Görev: Aşağıdaki kayıtlarda "Please pick out the moss" ifadesini içeren satırdan kayıtların sonuna kadar, iki uç da dahil olmak üzere, uzanan satırları her satıra bir dize düşecek biçimde bir JSON dize listesine dönüştürün. Boş satırları listeye almayın.

Etiketli nesne işaretleme kayıtları
======

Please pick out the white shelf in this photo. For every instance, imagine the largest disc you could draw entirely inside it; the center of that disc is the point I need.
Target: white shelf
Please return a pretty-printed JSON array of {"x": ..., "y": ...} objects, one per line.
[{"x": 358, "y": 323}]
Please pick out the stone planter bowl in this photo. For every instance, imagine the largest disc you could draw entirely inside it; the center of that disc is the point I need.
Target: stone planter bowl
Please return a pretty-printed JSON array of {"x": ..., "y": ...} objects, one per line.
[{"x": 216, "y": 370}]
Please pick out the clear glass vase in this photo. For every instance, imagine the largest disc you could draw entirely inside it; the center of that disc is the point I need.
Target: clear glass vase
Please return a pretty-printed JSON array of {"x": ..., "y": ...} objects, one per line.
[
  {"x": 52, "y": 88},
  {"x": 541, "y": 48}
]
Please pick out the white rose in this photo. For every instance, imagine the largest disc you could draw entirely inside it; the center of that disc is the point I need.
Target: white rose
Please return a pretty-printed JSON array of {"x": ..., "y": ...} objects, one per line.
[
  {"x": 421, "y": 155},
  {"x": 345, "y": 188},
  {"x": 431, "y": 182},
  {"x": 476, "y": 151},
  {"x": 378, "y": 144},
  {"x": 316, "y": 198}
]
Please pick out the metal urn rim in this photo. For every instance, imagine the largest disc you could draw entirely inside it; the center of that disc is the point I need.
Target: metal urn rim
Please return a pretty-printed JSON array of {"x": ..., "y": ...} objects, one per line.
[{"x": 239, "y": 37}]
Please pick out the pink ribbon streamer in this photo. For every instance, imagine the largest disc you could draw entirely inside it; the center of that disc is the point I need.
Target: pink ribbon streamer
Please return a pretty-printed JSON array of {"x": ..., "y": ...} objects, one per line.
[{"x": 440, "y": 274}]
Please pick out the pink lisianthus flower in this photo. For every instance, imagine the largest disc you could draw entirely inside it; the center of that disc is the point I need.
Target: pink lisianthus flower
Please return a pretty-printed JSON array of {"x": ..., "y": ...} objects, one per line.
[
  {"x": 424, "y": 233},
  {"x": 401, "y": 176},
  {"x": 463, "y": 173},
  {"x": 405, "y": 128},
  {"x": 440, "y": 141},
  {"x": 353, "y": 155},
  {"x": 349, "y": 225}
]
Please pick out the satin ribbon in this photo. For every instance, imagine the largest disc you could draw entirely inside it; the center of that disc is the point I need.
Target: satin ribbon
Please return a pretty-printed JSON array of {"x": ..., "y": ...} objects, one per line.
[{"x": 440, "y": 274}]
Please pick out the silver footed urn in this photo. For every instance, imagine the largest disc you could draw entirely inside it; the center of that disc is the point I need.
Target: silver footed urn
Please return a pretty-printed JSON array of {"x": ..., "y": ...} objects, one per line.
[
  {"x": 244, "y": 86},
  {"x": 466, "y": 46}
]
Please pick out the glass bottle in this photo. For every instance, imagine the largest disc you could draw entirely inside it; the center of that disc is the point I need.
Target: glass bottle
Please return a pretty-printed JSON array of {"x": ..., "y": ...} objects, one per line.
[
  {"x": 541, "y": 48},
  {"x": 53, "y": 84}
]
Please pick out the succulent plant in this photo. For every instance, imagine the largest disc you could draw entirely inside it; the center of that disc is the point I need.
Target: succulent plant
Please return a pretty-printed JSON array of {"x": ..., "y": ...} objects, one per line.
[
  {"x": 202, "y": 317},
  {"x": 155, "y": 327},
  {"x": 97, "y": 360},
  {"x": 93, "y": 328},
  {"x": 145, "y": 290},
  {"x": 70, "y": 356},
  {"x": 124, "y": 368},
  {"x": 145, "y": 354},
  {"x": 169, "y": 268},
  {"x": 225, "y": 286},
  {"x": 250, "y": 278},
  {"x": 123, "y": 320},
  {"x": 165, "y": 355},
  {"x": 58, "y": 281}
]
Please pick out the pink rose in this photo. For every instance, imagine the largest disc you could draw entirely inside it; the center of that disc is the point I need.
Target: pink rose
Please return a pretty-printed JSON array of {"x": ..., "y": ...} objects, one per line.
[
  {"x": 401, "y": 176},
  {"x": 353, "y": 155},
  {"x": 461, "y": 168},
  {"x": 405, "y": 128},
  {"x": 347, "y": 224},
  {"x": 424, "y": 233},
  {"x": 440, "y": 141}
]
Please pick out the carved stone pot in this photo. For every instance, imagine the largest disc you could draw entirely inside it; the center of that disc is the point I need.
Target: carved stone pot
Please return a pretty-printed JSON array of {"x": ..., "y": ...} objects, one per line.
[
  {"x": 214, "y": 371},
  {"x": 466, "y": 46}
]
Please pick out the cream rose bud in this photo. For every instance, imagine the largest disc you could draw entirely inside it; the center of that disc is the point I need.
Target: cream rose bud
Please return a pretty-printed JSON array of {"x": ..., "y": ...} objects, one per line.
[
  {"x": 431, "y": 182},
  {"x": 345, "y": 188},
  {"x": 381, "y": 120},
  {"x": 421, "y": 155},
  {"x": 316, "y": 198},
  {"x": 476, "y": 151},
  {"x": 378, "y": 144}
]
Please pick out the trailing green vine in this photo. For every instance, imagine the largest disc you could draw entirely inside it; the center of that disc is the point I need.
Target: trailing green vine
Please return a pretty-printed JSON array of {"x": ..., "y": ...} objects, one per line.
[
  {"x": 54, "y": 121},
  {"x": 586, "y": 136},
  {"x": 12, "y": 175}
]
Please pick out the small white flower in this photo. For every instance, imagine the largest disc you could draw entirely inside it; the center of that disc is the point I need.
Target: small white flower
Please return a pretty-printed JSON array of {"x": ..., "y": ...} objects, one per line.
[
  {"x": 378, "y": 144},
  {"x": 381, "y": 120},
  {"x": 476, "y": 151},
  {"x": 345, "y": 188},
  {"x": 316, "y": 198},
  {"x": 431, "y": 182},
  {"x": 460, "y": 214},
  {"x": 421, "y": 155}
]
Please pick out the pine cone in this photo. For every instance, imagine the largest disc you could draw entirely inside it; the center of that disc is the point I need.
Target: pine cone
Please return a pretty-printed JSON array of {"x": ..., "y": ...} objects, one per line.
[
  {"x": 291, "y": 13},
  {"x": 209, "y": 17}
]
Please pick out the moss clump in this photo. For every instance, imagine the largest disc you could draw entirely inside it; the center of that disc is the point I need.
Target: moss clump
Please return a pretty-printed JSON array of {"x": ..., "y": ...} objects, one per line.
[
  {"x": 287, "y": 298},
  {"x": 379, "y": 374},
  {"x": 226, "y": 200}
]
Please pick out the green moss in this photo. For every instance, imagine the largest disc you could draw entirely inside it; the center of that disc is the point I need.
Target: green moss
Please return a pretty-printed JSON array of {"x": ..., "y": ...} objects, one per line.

======

Görevin yanıtı:
[
  "Please pick out the moss clump in this photo. For every instance, imagine the largest disc you could draw entirely inside it; the center of that disc is the point I need.",
  "Target: moss clump",
  "Please return a pretty-printed JSON array of {\"x\": ..., \"y\": ...} objects, one per line.",
  "[",
  "  {\"x\": 287, \"y\": 298},",
  "  {\"x\": 379, \"y\": 374},",
  "  {\"x\": 226, \"y\": 200}",
  "]",
  "Please pick out the green moss in this photo. For every instance, imagine the largest disc you could draw entirely inside it; the center of that disc is the point I need.",
  "Target: green moss",
  "Please return a pretty-printed JSON array of {\"x\": ..., \"y\": ...} objects, one per line."
]